Data for processing: Begin

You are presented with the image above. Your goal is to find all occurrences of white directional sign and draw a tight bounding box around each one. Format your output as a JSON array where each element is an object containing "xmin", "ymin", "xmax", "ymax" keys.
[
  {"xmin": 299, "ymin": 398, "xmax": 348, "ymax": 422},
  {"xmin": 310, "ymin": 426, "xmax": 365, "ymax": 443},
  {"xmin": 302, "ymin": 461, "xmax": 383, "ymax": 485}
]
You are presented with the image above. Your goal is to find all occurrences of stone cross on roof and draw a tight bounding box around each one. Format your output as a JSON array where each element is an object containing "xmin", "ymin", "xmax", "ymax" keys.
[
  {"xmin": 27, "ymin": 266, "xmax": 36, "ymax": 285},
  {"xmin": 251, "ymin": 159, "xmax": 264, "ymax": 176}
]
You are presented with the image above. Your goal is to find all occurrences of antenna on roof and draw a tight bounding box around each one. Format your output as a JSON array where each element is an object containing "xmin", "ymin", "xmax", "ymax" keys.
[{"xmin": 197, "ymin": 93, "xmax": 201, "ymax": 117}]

Data for processing: End

▶ **Your task**
Return all of the entries word for word.

▶ **Output for this exercise**
You are presented with the image above. Your goal is to find all occurrences of white directional sign and draw a tight bounding box around each one. Format your output as a JSON array where each element is an object containing "xmin", "ymin", "xmax", "ymax" keys.
[
  {"xmin": 299, "ymin": 398, "xmax": 348, "ymax": 422},
  {"xmin": 310, "ymin": 426, "xmax": 365, "ymax": 443},
  {"xmin": 302, "ymin": 461, "xmax": 383, "ymax": 485}
]
You are presented with the image above. Your goal is to find all occurrences of stone cross on roof and draw a tight bounding box around each one. Format your output as a JSON array where each element is an object containing "xmin", "ymin", "xmax", "ymax" keys.
[
  {"xmin": 27, "ymin": 266, "xmax": 36, "ymax": 285},
  {"xmin": 251, "ymin": 159, "xmax": 264, "ymax": 176}
]
You are presented with the image above. Your goal is to find all occurrences of antenna on roof and draw a tight bounding box around each one. Format your output as a JSON array where each element is an object containing "xmin", "ymin", "xmax", "ymax" keys.
[{"xmin": 197, "ymin": 93, "xmax": 201, "ymax": 117}]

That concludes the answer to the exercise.